Prompt => Nothing but the lines from the one containing "target | golden french fry" through the last line should be written out, please, exactly as they stand.

Location annotation dataset excerpts:
================
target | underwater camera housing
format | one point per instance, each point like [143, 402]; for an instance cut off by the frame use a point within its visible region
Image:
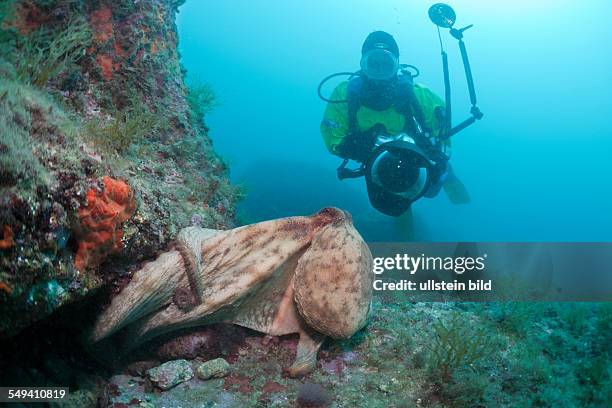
[397, 174]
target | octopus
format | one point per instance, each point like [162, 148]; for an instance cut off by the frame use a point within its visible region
[309, 275]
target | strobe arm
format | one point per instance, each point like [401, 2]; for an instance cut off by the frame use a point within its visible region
[474, 111]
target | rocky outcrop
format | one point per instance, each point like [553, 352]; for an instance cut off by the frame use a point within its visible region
[93, 104]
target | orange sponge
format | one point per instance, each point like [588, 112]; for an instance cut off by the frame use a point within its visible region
[100, 222]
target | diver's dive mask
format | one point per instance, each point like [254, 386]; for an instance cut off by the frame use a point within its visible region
[379, 63]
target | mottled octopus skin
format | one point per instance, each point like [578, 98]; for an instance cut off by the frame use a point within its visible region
[306, 275]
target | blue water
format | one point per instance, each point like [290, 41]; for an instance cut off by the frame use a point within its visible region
[537, 167]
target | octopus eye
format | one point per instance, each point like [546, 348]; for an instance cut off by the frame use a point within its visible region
[183, 299]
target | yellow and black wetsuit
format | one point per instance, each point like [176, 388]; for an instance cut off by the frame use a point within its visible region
[335, 126]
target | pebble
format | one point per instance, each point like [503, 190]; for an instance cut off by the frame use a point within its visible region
[216, 368]
[170, 374]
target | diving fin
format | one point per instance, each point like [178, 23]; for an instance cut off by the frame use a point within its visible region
[455, 189]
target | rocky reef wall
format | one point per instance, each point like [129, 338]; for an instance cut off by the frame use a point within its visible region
[104, 153]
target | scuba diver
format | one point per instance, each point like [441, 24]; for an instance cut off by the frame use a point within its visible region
[381, 101]
[396, 129]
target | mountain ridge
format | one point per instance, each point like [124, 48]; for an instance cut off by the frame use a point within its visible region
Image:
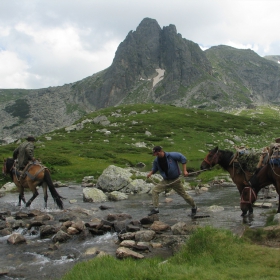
[217, 79]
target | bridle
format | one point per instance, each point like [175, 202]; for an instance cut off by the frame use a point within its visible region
[4, 168]
[210, 163]
[252, 195]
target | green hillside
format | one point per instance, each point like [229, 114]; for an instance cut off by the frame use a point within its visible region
[88, 151]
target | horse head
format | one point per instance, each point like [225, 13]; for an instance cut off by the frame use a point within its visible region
[247, 199]
[211, 159]
[7, 166]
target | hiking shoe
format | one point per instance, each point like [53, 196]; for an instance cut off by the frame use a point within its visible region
[193, 212]
[153, 212]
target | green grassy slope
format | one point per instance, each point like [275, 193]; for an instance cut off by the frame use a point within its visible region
[88, 151]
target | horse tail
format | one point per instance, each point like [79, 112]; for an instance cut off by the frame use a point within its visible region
[57, 198]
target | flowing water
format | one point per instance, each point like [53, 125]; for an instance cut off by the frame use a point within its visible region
[35, 260]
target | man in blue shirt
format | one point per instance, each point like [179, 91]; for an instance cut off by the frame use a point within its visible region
[168, 167]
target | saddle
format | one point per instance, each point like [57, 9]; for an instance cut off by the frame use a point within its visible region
[246, 160]
[275, 154]
[21, 174]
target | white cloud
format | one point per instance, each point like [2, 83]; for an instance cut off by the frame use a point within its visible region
[50, 43]
[13, 71]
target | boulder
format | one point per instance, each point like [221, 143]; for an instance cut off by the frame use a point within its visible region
[144, 235]
[116, 196]
[16, 238]
[94, 195]
[182, 228]
[113, 178]
[138, 186]
[60, 236]
[123, 252]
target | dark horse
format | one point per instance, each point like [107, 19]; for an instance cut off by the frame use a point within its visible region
[225, 159]
[268, 174]
[248, 184]
[36, 175]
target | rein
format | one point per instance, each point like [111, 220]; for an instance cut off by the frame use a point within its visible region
[179, 178]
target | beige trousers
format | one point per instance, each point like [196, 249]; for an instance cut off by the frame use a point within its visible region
[174, 184]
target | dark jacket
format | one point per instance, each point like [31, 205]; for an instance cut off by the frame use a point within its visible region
[173, 168]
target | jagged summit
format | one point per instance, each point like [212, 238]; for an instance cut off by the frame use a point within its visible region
[151, 65]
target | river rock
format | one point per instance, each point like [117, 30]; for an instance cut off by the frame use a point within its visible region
[6, 231]
[215, 208]
[113, 178]
[72, 231]
[116, 196]
[263, 205]
[79, 225]
[16, 238]
[128, 243]
[123, 252]
[182, 228]
[138, 186]
[94, 195]
[127, 236]
[3, 271]
[47, 230]
[145, 235]
[159, 226]
[61, 236]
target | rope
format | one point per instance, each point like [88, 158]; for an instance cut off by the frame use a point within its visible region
[179, 178]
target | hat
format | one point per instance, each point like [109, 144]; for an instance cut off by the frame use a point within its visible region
[157, 149]
[31, 138]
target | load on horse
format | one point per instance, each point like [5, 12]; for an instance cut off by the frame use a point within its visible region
[26, 172]
[249, 180]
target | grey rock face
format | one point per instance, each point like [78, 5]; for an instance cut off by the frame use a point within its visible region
[151, 65]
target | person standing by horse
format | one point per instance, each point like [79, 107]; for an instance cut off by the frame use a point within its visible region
[24, 153]
[167, 163]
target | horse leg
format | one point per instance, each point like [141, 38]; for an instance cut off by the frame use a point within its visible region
[35, 194]
[251, 210]
[21, 196]
[244, 213]
[45, 189]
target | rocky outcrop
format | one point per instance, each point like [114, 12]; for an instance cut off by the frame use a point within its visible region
[152, 64]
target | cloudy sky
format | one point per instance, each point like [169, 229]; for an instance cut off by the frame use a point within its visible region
[54, 42]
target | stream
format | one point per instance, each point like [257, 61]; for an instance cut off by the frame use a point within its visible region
[34, 259]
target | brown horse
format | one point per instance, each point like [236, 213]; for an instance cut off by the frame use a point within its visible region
[36, 175]
[239, 176]
[269, 174]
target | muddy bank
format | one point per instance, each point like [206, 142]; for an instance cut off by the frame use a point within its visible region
[39, 256]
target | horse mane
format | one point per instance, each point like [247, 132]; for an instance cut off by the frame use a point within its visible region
[226, 158]
[9, 165]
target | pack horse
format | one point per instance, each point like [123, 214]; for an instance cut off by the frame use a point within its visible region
[36, 175]
[248, 183]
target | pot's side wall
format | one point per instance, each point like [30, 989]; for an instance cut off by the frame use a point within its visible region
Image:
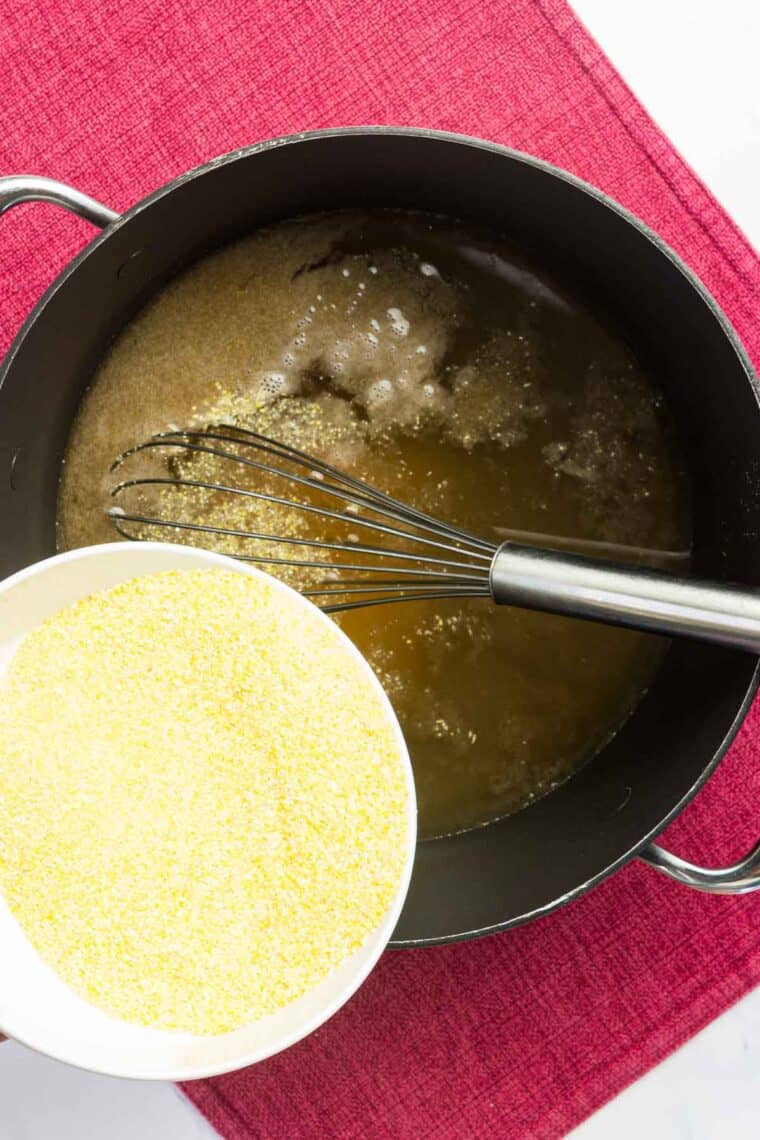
[507, 871]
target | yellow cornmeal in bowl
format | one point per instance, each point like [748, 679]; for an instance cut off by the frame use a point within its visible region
[203, 803]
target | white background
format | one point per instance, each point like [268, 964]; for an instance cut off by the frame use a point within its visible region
[694, 64]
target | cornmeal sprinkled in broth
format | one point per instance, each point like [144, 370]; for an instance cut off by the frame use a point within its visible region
[432, 360]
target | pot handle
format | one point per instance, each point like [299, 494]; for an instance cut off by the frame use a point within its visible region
[18, 188]
[738, 879]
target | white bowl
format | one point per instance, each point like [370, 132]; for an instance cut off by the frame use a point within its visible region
[37, 1008]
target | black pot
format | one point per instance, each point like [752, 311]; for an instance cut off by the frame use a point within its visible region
[539, 858]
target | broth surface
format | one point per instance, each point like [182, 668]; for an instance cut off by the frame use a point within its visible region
[432, 360]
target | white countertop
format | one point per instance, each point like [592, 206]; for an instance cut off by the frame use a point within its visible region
[693, 63]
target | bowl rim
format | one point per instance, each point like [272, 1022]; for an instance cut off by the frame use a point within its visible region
[199, 559]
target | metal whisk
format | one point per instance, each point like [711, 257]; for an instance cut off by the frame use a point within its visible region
[408, 555]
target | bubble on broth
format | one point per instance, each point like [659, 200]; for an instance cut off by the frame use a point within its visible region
[480, 392]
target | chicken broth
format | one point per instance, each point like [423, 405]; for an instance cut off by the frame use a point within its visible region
[432, 360]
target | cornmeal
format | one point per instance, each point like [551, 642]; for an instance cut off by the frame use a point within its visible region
[203, 803]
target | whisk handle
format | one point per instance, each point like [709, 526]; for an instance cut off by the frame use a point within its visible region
[626, 595]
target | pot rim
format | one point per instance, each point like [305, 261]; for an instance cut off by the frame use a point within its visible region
[604, 201]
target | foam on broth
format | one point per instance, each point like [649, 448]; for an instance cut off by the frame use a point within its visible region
[432, 360]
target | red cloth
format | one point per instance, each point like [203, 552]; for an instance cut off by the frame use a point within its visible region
[519, 1035]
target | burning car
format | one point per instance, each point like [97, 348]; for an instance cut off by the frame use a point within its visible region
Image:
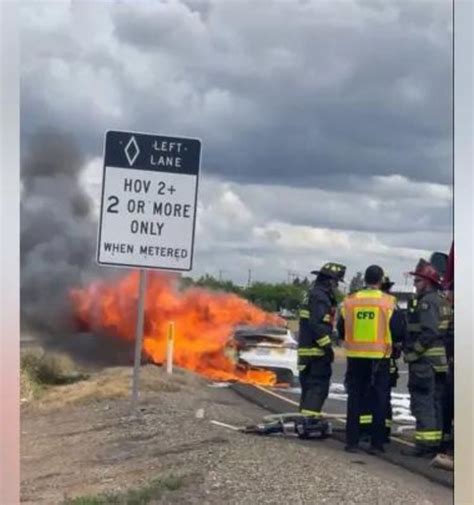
[271, 348]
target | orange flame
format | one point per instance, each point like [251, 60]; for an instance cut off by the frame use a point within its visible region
[204, 322]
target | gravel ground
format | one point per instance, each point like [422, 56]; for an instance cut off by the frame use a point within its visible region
[92, 445]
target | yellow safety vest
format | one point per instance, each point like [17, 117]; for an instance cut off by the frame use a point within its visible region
[367, 316]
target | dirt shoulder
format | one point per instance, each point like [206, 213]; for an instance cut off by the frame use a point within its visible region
[79, 440]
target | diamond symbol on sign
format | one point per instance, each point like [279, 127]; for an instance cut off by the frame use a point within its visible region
[132, 151]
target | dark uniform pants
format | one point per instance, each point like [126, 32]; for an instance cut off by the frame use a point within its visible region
[426, 389]
[365, 418]
[314, 380]
[448, 406]
[367, 378]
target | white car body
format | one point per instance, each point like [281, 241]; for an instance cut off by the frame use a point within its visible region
[270, 348]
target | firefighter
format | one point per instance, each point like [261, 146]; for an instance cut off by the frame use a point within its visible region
[425, 354]
[448, 400]
[315, 353]
[367, 326]
[365, 418]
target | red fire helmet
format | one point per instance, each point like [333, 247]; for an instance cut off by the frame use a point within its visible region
[427, 271]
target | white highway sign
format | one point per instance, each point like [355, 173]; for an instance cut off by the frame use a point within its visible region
[149, 199]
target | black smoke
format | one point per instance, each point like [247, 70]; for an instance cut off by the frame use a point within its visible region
[58, 240]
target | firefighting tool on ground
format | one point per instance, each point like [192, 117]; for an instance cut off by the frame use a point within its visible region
[292, 424]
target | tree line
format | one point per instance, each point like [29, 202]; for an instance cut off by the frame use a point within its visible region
[271, 297]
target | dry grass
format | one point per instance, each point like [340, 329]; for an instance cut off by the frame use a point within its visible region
[114, 383]
[40, 370]
[147, 494]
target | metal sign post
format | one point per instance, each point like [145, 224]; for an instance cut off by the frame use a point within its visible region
[148, 210]
[138, 338]
[169, 348]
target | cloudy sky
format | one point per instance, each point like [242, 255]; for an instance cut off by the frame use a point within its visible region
[326, 125]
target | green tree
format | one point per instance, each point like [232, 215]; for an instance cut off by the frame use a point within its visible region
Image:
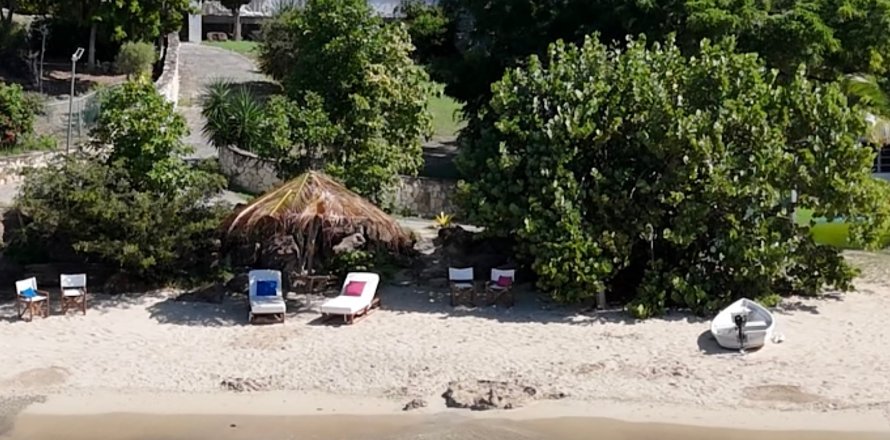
[145, 133]
[429, 28]
[361, 70]
[830, 36]
[140, 206]
[669, 177]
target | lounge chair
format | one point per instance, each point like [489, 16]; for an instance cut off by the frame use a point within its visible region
[500, 287]
[265, 294]
[74, 292]
[357, 298]
[463, 288]
[30, 300]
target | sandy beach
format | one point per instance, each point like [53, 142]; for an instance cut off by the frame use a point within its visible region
[150, 354]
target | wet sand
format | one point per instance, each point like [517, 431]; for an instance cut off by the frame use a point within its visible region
[417, 427]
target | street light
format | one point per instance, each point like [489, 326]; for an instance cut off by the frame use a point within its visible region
[74, 58]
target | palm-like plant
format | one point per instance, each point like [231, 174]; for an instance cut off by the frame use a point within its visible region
[315, 209]
[233, 115]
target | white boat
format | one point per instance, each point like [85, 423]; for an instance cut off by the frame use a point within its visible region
[743, 325]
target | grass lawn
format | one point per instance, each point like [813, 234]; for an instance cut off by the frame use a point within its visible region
[244, 47]
[446, 119]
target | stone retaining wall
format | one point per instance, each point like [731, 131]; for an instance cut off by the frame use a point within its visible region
[11, 167]
[419, 196]
[168, 83]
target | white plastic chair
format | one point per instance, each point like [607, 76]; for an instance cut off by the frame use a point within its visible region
[352, 308]
[74, 292]
[37, 304]
[462, 285]
[262, 305]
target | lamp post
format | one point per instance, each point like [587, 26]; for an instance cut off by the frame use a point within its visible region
[74, 58]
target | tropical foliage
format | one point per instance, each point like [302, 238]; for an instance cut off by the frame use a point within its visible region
[131, 202]
[135, 58]
[17, 113]
[669, 178]
[354, 72]
[829, 36]
[235, 116]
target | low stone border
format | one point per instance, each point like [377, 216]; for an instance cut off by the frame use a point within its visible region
[11, 167]
[168, 83]
[418, 196]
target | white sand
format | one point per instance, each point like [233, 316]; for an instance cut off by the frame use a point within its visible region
[835, 359]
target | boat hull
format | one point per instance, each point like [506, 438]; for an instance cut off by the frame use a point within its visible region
[758, 329]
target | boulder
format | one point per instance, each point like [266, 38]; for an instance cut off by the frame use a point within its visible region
[414, 404]
[211, 293]
[483, 395]
[350, 243]
[238, 284]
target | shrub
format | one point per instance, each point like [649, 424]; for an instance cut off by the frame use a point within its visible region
[96, 210]
[357, 73]
[235, 116]
[145, 133]
[135, 58]
[17, 112]
[137, 205]
[668, 178]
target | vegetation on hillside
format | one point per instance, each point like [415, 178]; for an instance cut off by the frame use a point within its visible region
[668, 178]
[131, 201]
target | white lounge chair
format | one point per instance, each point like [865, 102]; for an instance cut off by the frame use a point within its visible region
[357, 298]
[265, 294]
[463, 287]
[74, 292]
[30, 300]
[500, 288]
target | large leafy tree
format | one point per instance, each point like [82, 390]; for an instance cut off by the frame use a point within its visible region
[235, 7]
[357, 70]
[830, 36]
[132, 202]
[669, 178]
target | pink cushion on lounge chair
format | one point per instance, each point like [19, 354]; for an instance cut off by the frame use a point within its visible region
[354, 288]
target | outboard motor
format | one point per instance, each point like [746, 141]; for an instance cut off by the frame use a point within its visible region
[740, 320]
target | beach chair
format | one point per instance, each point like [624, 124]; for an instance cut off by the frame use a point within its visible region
[30, 300]
[500, 287]
[463, 287]
[265, 295]
[74, 292]
[358, 297]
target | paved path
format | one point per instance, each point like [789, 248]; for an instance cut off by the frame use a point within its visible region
[199, 66]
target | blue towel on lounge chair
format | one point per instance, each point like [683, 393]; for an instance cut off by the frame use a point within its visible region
[266, 288]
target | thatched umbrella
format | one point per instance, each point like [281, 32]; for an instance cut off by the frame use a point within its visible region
[314, 206]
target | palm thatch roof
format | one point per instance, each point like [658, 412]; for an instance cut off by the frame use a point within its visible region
[314, 200]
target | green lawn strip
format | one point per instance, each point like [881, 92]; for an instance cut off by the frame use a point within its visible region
[446, 116]
[244, 47]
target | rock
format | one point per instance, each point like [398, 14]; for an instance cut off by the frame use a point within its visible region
[350, 243]
[244, 254]
[240, 385]
[414, 404]
[483, 395]
[238, 284]
[212, 293]
[123, 283]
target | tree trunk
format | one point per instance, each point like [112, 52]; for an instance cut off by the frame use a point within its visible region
[91, 57]
[236, 11]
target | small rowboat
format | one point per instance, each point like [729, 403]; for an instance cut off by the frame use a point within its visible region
[743, 325]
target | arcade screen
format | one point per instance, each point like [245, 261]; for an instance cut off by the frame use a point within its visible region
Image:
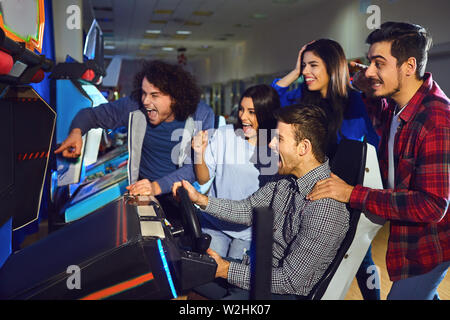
[93, 47]
[23, 21]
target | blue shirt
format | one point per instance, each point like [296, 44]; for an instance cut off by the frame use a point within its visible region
[356, 124]
[159, 141]
[232, 161]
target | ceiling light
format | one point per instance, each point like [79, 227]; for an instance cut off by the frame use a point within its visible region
[163, 11]
[202, 13]
[158, 21]
[259, 16]
[192, 23]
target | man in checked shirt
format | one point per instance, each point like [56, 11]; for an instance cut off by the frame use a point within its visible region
[307, 234]
[412, 115]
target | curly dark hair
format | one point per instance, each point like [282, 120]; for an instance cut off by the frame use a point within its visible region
[172, 80]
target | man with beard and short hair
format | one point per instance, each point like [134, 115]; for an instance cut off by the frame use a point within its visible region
[412, 115]
[306, 234]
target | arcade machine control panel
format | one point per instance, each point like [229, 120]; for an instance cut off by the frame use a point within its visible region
[124, 250]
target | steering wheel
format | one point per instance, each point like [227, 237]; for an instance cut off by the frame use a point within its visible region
[199, 241]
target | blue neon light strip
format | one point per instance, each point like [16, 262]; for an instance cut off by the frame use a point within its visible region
[166, 268]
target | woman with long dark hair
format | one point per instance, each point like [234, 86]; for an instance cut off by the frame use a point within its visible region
[326, 82]
[233, 157]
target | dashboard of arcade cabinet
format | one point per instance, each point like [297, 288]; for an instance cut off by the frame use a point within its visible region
[151, 216]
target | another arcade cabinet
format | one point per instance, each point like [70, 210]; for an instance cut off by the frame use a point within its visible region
[28, 122]
[84, 184]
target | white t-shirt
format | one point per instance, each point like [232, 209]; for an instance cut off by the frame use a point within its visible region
[394, 126]
[231, 160]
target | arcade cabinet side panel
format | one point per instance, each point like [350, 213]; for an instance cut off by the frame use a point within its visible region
[6, 161]
[69, 100]
[33, 128]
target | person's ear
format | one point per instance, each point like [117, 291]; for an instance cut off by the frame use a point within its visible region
[304, 147]
[410, 66]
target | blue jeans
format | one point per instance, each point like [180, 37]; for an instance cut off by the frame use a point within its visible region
[222, 243]
[421, 287]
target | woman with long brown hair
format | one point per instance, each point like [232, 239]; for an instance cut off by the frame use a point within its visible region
[326, 82]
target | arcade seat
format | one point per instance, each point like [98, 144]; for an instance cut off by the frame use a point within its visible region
[349, 164]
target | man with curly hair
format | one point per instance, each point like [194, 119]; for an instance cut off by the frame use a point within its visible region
[165, 100]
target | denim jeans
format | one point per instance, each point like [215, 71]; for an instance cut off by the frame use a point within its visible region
[421, 287]
[223, 244]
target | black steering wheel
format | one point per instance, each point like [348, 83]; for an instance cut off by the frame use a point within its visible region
[199, 241]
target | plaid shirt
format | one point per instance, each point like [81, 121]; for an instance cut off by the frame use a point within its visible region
[416, 208]
[306, 234]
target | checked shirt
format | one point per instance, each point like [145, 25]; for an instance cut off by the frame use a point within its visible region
[417, 206]
[306, 234]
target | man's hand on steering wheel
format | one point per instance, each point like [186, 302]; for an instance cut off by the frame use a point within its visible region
[195, 196]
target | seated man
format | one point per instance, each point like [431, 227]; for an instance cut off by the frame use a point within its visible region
[306, 234]
[165, 101]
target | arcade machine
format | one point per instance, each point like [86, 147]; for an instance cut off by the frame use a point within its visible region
[27, 120]
[88, 183]
[122, 251]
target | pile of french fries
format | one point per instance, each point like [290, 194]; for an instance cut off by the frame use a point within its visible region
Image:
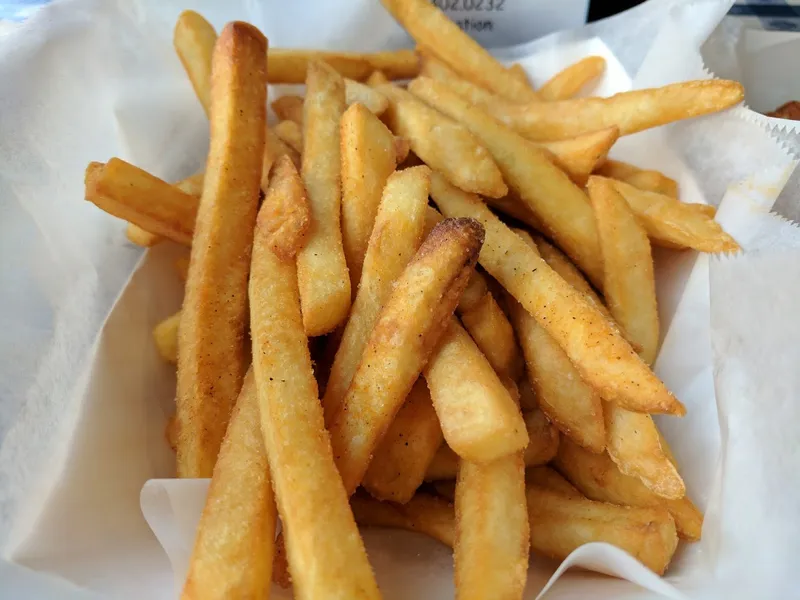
[479, 369]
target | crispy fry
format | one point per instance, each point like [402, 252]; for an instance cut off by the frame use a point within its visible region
[443, 144]
[404, 336]
[433, 30]
[600, 479]
[634, 446]
[492, 532]
[651, 181]
[233, 549]
[560, 524]
[398, 467]
[368, 158]
[291, 65]
[562, 207]
[630, 111]
[479, 419]
[608, 363]
[321, 267]
[568, 82]
[211, 346]
[397, 234]
[324, 551]
[670, 222]
[165, 335]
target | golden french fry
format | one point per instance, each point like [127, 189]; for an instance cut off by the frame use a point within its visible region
[194, 40]
[321, 267]
[401, 459]
[211, 343]
[324, 550]
[560, 524]
[433, 30]
[632, 111]
[492, 533]
[668, 221]
[479, 418]
[291, 65]
[562, 207]
[404, 336]
[600, 479]
[568, 82]
[397, 234]
[629, 283]
[368, 158]
[634, 446]
[648, 180]
[609, 364]
[443, 144]
[233, 548]
[165, 335]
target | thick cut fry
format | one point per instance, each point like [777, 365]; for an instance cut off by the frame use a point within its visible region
[232, 556]
[600, 479]
[443, 144]
[568, 82]
[402, 458]
[630, 111]
[165, 335]
[670, 222]
[562, 207]
[324, 550]
[650, 181]
[604, 359]
[194, 40]
[211, 346]
[395, 238]
[424, 513]
[321, 267]
[492, 532]
[635, 447]
[368, 158]
[479, 418]
[291, 66]
[433, 30]
[405, 334]
[560, 524]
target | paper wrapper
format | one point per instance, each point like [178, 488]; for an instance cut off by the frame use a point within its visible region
[83, 429]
================
Worked solution =>
target | golden french fry
format | one point per instance, each point like [127, 189]; for an instance cut off by the frame use a point within its visible region
[194, 40]
[321, 267]
[401, 459]
[211, 343]
[324, 550]
[560, 524]
[433, 30]
[632, 111]
[492, 533]
[668, 221]
[479, 418]
[291, 65]
[562, 207]
[404, 336]
[600, 479]
[568, 82]
[397, 234]
[629, 283]
[368, 158]
[634, 446]
[648, 180]
[609, 364]
[443, 144]
[233, 548]
[165, 335]
target | thick cut fry
format | one point per instance, each point like [777, 365]; for an instance cut off by the frame use a point within its visible region
[232, 556]
[600, 479]
[443, 144]
[568, 82]
[402, 458]
[630, 111]
[165, 335]
[670, 222]
[562, 207]
[324, 550]
[650, 181]
[604, 359]
[194, 40]
[211, 346]
[395, 238]
[424, 513]
[321, 267]
[492, 532]
[635, 447]
[368, 158]
[479, 418]
[291, 66]
[433, 30]
[405, 334]
[560, 524]
target | paper wrapper
format | one point per instance, each point like [178, 488]; for an instance cut off by the frame use a point within its visible region
[83, 429]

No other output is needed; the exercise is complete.